Problem description | Turn each line of the entries below into a numbered list, skipping blank lines. Leave the pictures out of your answer.

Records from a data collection
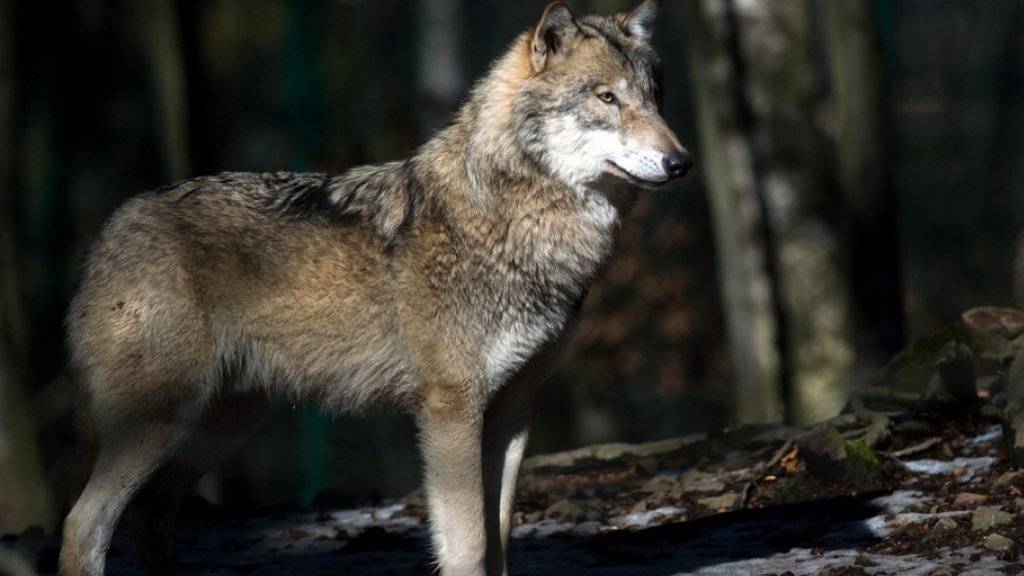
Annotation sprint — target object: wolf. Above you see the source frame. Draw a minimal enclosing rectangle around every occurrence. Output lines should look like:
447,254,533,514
59,0,693,576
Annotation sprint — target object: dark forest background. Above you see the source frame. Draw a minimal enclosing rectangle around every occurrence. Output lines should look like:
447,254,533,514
0,0,1024,532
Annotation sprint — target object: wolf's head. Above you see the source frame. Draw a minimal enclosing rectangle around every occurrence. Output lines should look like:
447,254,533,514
512,0,693,188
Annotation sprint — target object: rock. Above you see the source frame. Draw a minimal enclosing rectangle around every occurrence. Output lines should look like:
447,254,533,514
679,469,725,493
697,494,740,510
797,422,882,487
818,566,868,576
522,435,708,470
633,458,658,475
640,476,681,497
961,306,1024,363
981,404,1002,418
982,534,1020,561
971,506,1014,532
928,340,978,404
544,500,586,523
893,420,932,434
1004,354,1024,466
953,492,988,506
572,521,601,536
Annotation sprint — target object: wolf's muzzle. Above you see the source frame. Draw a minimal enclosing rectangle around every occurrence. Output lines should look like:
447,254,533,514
662,151,693,178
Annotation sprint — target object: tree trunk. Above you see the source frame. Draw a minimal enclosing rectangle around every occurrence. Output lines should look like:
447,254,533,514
691,0,853,423
1014,233,1024,308
416,0,465,137
0,0,53,534
143,0,191,180
687,0,784,422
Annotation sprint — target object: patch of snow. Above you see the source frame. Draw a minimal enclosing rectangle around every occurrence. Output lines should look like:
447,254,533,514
964,424,1002,447
608,506,686,528
903,456,995,482
510,519,577,538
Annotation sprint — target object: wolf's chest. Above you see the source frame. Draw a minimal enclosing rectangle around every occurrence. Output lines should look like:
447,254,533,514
483,313,570,386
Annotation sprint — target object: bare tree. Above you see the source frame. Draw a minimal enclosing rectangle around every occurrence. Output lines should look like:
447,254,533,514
0,0,53,533
143,0,190,179
687,0,784,422
690,0,854,423
416,0,465,135
824,0,905,379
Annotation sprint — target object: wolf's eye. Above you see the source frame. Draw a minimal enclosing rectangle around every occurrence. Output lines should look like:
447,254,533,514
597,90,618,104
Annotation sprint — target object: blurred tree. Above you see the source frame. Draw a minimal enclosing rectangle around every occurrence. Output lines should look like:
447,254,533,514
690,0,854,423
416,0,465,136
1014,233,1024,307
142,0,191,180
824,0,905,373
686,0,783,422
0,0,53,533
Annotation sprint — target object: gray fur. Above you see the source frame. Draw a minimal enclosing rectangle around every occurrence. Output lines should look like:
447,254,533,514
60,2,682,576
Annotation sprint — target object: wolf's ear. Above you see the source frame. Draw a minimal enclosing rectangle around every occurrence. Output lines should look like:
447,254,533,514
529,2,580,72
615,0,657,42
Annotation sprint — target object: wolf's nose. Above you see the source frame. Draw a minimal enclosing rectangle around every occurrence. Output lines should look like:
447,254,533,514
662,152,693,178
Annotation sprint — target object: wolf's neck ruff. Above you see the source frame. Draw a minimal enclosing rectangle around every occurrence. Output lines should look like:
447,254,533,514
60,0,688,576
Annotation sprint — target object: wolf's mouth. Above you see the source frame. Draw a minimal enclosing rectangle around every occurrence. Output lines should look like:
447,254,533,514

Response to this exercise |
1. Annotation sprint — target object: wolf. Above you see the source frame. Draw a minimal enclosing rectangle around every occurrence. Output lines should look like:
2. 447,254,533,514
3. 59,0,693,576
4. Annotation sprint — target object: dark forest background. Above you see the source frame. Draw a minimal enclosing rectangle around every occurrence. Output lines should look like:
5. 447,254,533,514
6. 0,0,1024,532
7. Annotation sprint — target object: wolf's head. Above you see the source frame. Draw a minimal enclosing rectangle around every occurrence. Output lines should look like:
8. 447,254,533,514
9. 512,0,693,188
10. Annotation sprint — target object: rock. Above you see the source frame. Draw a minimal enclosing rectangle around every occurrence. Output lines should look like:
11. 447,254,533,514
12. 679,469,725,493
13. 697,494,740,510
14. 797,422,882,487
15. 818,566,868,576
16. 522,435,708,470
17. 633,458,658,475
18. 640,476,681,497
19. 961,306,1024,363
20. 981,404,1002,418
21. 982,534,1020,561
22. 971,506,1014,532
23. 928,340,978,404
24. 544,500,586,523
25. 893,420,932,434
26. 1004,354,1024,466
27. 953,492,988,506
28. 572,521,601,536
29. Annotation sprint — target object: wolf's muzzle. Above you see the source frame. Draw a minimal enclosing rectangle around every occurrence. Output lines should look like:
30. 447,254,533,514
31. 662,151,693,178
32. Annotation sprint — target object: tree trunk. Above you see the source frame. Draw a minimal enclosing rectangle around every occurrence. Output lines should look like:
33. 447,254,533,514
34. 691,0,853,423
35. 1014,233,1024,308
36. 416,0,465,137
37. 0,0,53,534
38. 143,0,191,180
39. 687,0,784,422
40. Annotation sprint — target object: patch of snow. Above you see the source frame. Draw a minimal enclosing rectangle around every occurrence. Output lines should look like:
41. 447,254,533,514
42. 964,424,1002,447
43. 608,506,686,528
44. 903,456,995,482
45. 510,519,577,538
46. Annotation sprint — target object: wolf's chest. Above you see the source frame. Draw a minimal enclosing rectangle around every occurrence. Output lines should look like:
47. 447,254,533,514
48. 483,313,570,386
49. Annotation sprint — target object: bare tree. Above you see the source frame. Draw a minimal enclosing rectangle around every occurrence. Output lines should look like:
50. 447,254,533,514
51. 0,0,53,533
52. 143,0,190,179
53. 687,0,784,422
54. 690,0,854,423
55. 416,0,465,135
56. 824,0,905,379
57. Annotation sprint — target object: wolf's eye. Above you see the source frame. Draw a minimal enclosing rectangle around every occurrence. Output lines should look like:
58. 447,254,533,514
59. 597,90,618,104
60. Annotation sprint — target object: blurred tree. Above you see the source frame. Draw a minimal enclosing rectangle around every occurrence. Output lines should look like:
61. 447,254,533,514
62. 690,0,854,423
63. 416,0,465,136
64. 1014,233,1024,307
65. 142,0,191,180
66. 824,0,905,373
67. 686,0,783,422
68. 0,0,53,533
69. Annotation sprint — target object: gray fur. Above you see the source frame. Draw a minimal enclosing rectangle around every occurrence. Output lines should look like:
70. 447,254,533,514
71. 60,2,682,576
72. Annotation sprint — target object: wolf's ear. Above you see the source frame. Draw a minimal enclosing rectangle around every occurrence. Output lines should look like:
73. 447,254,533,514
74. 529,2,580,72
75. 615,0,657,42
76. Annotation sprint — target object: wolf's nose. Above you see the source frame. Draw a minimal enclosing rectangle around every occurrence. Output lines should look like:
77. 447,254,533,514
78. 662,152,693,178
79. Annotation sprint — target object: wolf's neck ruff. Above you see the source frame. Draw a minimal enclosing rectangle around every occurrence. Output lines should look like:
80. 447,254,533,514
81. 60,0,688,576
82. Annotation sprint — target object: wolf's mouth. Above you see the source frame. Draw a minimal enclosing rectangle around every occurrence. Output lines should look like:
83. 447,254,533,514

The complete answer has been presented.